### PROBLEM
Below are the records; reproduce all of them exactly but without any images.

### THE DATA
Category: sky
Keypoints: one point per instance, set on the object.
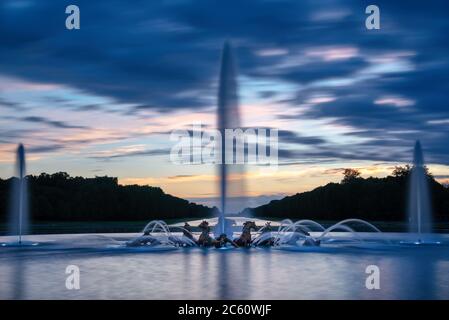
(102, 100)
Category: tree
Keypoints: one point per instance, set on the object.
(350, 175)
(402, 171)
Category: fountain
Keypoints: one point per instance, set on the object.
(419, 212)
(289, 233)
(228, 118)
(18, 211)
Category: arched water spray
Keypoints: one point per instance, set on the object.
(18, 211)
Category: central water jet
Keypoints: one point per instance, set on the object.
(18, 213)
(419, 213)
(228, 117)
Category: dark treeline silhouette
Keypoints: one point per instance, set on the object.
(373, 199)
(59, 197)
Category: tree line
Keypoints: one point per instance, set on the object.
(60, 197)
(373, 199)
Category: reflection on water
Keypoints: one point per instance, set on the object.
(406, 273)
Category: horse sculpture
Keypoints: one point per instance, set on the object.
(205, 240)
(245, 238)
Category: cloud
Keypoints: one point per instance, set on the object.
(51, 123)
(389, 86)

### RESPONSE
Category: sky
Keypoints: one point per instance, set on the object.
(102, 100)
Category: tree
Keypoints: one point per instance, set on the object.
(350, 175)
(402, 171)
Category: fountain
Keypoints: one point per instance, set on the object.
(419, 212)
(289, 233)
(228, 118)
(18, 211)
Category: arched water spray
Keypoints: one point per instance, set on the object.
(18, 211)
Category: central water jet
Keypoints: one point per instance, set on the object.
(18, 213)
(419, 213)
(228, 117)
Category: dark treeline silhouette
Keypoints: one point per instance, set on the object.
(373, 199)
(59, 197)
Category: tree line
Keypoints: one point per instance, set on the object.
(60, 197)
(373, 199)
Category: reflection on water
Keypoints: one point per instance, set on the object.
(406, 273)
Category: horse sculpture
Keypoints: one point per instance, set on the object.
(205, 240)
(245, 238)
Category: cloud
Keypoints: one point per instance, set on the object.
(51, 123)
(389, 86)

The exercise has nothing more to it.